**Task to carry out**
Copy each of the lines below word for word, with no changes.

**Input material**
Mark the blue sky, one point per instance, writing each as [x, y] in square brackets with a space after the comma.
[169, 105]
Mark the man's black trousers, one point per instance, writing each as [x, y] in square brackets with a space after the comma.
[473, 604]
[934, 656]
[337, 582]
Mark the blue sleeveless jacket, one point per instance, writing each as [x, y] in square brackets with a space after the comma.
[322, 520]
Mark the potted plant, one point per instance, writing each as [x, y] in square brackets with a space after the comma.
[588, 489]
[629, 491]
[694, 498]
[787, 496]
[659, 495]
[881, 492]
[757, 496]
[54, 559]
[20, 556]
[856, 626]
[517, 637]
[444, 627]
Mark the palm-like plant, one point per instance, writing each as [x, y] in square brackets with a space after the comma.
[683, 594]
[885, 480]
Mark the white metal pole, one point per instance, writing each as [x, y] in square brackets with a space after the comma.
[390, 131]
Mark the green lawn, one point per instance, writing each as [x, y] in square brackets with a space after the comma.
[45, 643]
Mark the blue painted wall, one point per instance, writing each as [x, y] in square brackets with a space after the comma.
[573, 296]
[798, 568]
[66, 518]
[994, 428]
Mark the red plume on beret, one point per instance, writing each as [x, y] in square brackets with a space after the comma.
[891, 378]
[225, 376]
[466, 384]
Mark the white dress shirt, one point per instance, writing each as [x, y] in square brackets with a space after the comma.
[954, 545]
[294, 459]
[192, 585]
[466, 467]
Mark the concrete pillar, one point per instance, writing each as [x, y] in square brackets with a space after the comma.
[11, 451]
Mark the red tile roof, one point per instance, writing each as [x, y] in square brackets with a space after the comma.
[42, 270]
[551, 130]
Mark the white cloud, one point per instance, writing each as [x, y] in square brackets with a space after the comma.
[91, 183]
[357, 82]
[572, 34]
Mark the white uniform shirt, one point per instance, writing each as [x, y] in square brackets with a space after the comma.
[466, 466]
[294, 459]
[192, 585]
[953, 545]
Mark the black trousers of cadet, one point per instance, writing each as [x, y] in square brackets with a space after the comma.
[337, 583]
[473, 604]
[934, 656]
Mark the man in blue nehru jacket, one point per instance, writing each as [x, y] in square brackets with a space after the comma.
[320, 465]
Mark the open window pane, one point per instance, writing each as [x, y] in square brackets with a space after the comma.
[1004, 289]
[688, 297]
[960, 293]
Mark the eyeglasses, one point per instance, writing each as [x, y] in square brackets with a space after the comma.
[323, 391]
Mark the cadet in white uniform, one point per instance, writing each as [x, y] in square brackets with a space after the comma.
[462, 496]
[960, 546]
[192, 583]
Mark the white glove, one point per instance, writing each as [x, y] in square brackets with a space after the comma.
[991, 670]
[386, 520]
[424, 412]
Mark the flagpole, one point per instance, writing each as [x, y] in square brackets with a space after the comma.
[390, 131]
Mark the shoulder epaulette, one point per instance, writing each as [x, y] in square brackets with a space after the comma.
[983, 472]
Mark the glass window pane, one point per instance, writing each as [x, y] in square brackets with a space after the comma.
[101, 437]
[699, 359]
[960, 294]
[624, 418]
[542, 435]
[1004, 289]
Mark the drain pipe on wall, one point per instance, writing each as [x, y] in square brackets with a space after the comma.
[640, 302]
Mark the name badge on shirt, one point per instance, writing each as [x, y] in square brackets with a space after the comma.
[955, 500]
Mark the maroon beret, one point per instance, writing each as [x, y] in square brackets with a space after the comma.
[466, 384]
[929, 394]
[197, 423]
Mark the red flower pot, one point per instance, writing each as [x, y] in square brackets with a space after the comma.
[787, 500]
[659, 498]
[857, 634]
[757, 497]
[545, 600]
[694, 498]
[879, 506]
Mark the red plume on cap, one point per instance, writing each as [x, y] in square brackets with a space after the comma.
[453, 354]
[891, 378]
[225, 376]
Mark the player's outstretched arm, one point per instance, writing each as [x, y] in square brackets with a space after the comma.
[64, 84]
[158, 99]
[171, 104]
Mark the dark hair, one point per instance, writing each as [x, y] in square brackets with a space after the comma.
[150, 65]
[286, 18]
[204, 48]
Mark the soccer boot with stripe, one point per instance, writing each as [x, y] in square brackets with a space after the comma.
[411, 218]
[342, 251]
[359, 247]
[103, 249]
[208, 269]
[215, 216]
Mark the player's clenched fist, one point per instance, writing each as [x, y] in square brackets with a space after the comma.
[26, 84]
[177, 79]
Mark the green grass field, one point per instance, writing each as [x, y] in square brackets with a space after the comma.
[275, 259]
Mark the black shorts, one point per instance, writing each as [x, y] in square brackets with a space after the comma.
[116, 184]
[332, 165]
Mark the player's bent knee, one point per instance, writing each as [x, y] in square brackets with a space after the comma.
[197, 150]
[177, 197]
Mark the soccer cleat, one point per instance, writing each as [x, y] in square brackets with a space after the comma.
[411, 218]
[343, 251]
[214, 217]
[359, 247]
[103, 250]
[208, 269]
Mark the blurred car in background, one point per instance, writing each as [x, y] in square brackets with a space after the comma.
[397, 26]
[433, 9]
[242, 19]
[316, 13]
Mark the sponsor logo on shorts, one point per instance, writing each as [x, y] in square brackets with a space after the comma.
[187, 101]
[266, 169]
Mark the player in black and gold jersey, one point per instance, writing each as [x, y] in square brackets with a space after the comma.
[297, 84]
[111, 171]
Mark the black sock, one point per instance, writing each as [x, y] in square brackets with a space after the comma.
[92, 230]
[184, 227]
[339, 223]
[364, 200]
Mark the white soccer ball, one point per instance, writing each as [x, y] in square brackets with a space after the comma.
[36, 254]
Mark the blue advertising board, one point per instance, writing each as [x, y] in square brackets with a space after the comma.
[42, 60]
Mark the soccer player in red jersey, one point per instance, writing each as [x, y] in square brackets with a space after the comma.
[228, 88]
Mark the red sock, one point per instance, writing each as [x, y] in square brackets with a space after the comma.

**Solution for this problem**
Mark the blue sky, one point per instance, writing each as [x, y] in square brackets with a space after the comma.
[169, 105]
Mark the man's black trousers, one point per instance, writing each as [x, y] in square brackets with a space after the comma.
[473, 604]
[934, 656]
[337, 582]
Mark the blue sleeveless jacket, one point per instance, writing each as [x, y] in square brackets with a space after the comma.
[322, 520]
Mark the potted plant, one point per instance, writing each as [x, y] in square brackets with a space after the comma.
[588, 489]
[629, 491]
[694, 498]
[787, 496]
[659, 495]
[881, 492]
[757, 496]
[54, 559]
[20, 556]
[856, 626]
[517, 637]
[444, 627]
Mark the palm-like plant, one point per instance, writing each as [x, y] in square brackets with a space after the comma.
[683, 594]
[885, 480]
Mark the white metal pole, one point per instance, writing each as [x, y] in square brackets with a space after the comma.
[390, 131]
Mark the green lawn, one point per instance, writing each as [x, y] in square brackets with a space after the comma.
[45, 643]
Mark the blue painted wall, one point per instance, writing each as [x, y] in square brackets with a space after the comma.
[573, 296]
[798, 568]
[66, 518]
[994, 428]
Mark the red plume on beret, one point per instance, writing each as [x, y] in square brackets with a space after the comma.
[891, 378]
[225, 376]
[466, 384]
Mark the white dress shirt, one point per instance, writing each as [x, y] in square brackets with a space after the comma.
[954, 545]
[294, 459]
[192, 585]
[466, 467]
Mark the concrete pillar, one point per instance, writing each as [x, y] in square brackets with a space after the comma.
[11, 451]
Mark the red tile roof, one point per instance, writing each as [x, y] in square brackets with a space after the comma.
[42, 270]
[551, 130]
Mark the white cloud, one point per instance, writing each as [x, y] in square brackets with a space after the comma.
[91, 183]
[357, 82]
[572, 34]
Mark the white uniform shirt, one point per instance, writing each as [x, y] in square brackets with a space after the comma.
[466, 466]
[294, 459]
[192, 585]
[953, 545]
Mark the black trousers of cadet, one point per instance, writing each as [x, y] in square brackets with a space after the comma.
[337, 583]
[473, 604]
[934, 656]
Mark the man in blue nehru jacket, one point per instance, writing each as [x, y] in square brackets with a space after the comma.
[320, 465]
Mark the open window pane, one point per instance, writing each as [x, y] in square brackets with a space after the comma.
[1004, 289]
[688, 297]
[960, 293]
Mark the eyeglasses, one point per instance, writing each as [x, y] in square brackets with a space after the comma.
[323, 391]
Mark the cadet in white uniform, one point per instance, writing each as [x, y] in square brackets with a space after the comma.
[462, 496]
[960, 546]
[192, 583]
Mark the white glove, one point per instance, writing each as [x, y] in square brackets with a space after the comma.
[991, 670]
[386, 520]
[424, 412]
Mark the flagpole, one point per instance, writing each as [x, y] in square brackets with a space after the comma.
[390, 131]
Mark the shoulder epaulette, one point per instance, writing each as [x, y] in square brackets with a space after the comma.
[983, 472]
Mark the glass window pane, one point per instance, writing each as [x, y] in square brackets with a space after the comma.
[101, 437]
[699, 359]
[960, 294]
[624, 418]
[542, 435]
[1004, 289]
Mark the drain pipe on wall, one point per instance, writing each as [x, y] in square brackets with a space after the comma.
[640, 302]
Mark the name badge on shirt, one point per instance, writing each as [x, y] in square brackets with a space after the comma.
[955, 500]
Mark the maroon beret, one point per instance, writing each as [x, y] in square brackets with a space after the comma.
[466, 384]
[929, 394]
[197, 423]
Mark the red flower pot, one point per instance, writing each as [x, y] in square brackets with a space after the comma.
[787, 500]
[659, 498]
[857, 634]
[757, 497]
[545, 600]
[694, 498]
[879, 506]
Mark the red plume on cap, one point per instance, writing each as [x, y] in square brackets with a space after the comma.
[453, 354]
[891, 378]
[225, 376]
Mark the player's outstretched arm, one point per instance, writing each as [x, y] in square brackets with a space after the comma.
[64, 84]
[158, 99]
[171, 104]
Mark the dark hair, one point per instance, writing each as [x, y] in square brackets with a space after the comma.
[150, 65]
[286, 18]
[204, 48]
Mark the soccer boot with stripe, one point per instance, writing each as [x, y] in square brackets with a space after the comma.
[411, 218]
[342, 251]
[359, 247]
[103, 249]
[208, 269]
[215, 216]
Mark the player's clenched fist, one point per instance, writing each as [x, y] in square brackets with a space after the comma.
[26, 84]
[177, 79]
Mark the green grass field, one point per instance, writing each as [x, y] in square brackets with a space after the comma.
[275, 259]
Mark the black shorts, one point per instance, writing each as [x, y] in square brackets with a space after the comma.
[116, 184]
[332, 165]
Mark the player's bent knee, one point per instance, writing each as [x, y] in square brackets with a space after the comma.
[197, 150]
[177, 197]
Mark the soccer cleat, one point per instance, writing each as [x, y] in square brackets with a space after the comma.
[411, 218]
[343, 251]
[214, 217]
[359, 247]
[103, 250]
[208, 269]
Mark the blurred car in background, one point per instance, writing each as [x, y] in square brackets with a space after the comma.
[397, 26]
[433, 9]
[242, 19]
[316, 13]
Mark the sponsor logo on shorts, one point per instance, writing each as [x, y] in square brackets with a space after the comma.
[187, 101]
[266, 169]
Mark the player in black and gold jersey, one point per instance, writing each as [x, y] in square brackets with a space after the comma.
[297, 84]
[111, 171]
Mark the black sock, one point per instance, writing each as [x, y] in square brackets with a space after the comma.
[92, 230]
[184, 227]
[339, 223]
[364, 200]
Mark the white soccer ball, one point per instance, writing each as [x, y] in square brackets with a space after the comma.
[36, 254]
Mark the blue advertising board, one point per instance, writing each as [x, y] in square brackets with a space after the comma.
[42, 60]
Mark the soccer player in red jersey, one point per instance, writing each as [x, y] in square brackets with a space after the comma.
[228, 88]
Mark the red sock, one point per instance, writing each as [x, y] in square brackets with a space after the comma.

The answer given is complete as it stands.